** start Supplied text **

Wednesday, September 24, 2008

Viva Las Vegas

Can I just say I found it quite funny that, in the first segment of the first day of Interbike videos on RIDE, the first product introduced was a fixed gear complete? Apparently Subrosa will be joining Volume and FBM in the fixed gear market. Which is all well and good, 'cause company owners gotta eat, and one would presume the margins are better on big-wheeled bikes. That said, the first product shown? Come on.



What else did we learn from the first-day videos? (Hopefully I'll get photos of some of this stuff for tomorrow—at which point I'll be happy to discuss it all further):

  • Fit is making plastic pedals.
  • They're also giving Dakota Roche a signature frame (which makes...six signature frames? Seven including the Lurch?)
  • Sunday will be offering a cruiser frame and fork. (They're not alone—WTP and Subrosa already had cruisers in their respective lines, and Macneil will be offering a rather lovely complete 26" looptail cruiser straight out of 1981.)
  • Sunday has also added a trails frame, which will be waveless and feature "normal" 5mm dropouts. If it's lighter, I guarantee people will be riding it as a street frame.

** end Supplied text **
** start Material supplied **

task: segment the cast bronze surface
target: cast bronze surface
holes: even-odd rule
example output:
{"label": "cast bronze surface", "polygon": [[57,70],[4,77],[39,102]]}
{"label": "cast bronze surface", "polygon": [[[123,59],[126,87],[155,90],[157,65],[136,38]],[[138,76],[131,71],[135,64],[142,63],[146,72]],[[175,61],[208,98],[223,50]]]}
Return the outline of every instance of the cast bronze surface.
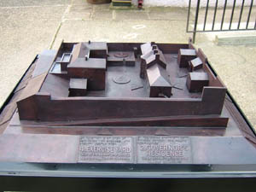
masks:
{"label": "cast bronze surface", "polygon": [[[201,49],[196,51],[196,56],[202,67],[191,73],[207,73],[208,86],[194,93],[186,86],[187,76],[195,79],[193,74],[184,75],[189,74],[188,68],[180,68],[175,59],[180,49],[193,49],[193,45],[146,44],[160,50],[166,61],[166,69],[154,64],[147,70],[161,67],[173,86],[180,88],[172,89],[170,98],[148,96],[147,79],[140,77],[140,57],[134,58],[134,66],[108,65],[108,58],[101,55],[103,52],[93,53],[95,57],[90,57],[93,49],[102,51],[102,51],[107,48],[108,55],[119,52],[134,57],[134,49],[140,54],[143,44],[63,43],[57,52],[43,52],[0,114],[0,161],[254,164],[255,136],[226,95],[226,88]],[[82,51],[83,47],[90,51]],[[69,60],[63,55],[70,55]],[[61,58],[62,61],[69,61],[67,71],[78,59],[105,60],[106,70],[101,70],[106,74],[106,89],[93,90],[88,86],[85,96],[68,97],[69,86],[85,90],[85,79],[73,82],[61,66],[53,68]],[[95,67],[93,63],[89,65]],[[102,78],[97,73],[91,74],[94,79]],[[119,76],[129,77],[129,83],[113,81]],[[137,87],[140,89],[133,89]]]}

** end Material supplied **

▸ Exercise aim:
Repeat everything in the Interbike post from "Wednesday, September 24, 2008" down to "shown? Come on.", word for word. The rows aren't needed for this.

▸ Task result:
Wednesday, September 24, 2008

Viva Las Vegas

Can I just say I found it quite funny that, in the first segment of the first day of Interbike videos on RIDE, the first product introduced was a fixed gear complete? Apparently Subrosa will be joining Volume and FBM in the fixed gear market. Which is all well and good, 'cause company owners gotta eat, and one would presume the margins are better on big-wheeled bikes. That said, the first product shown? Come on.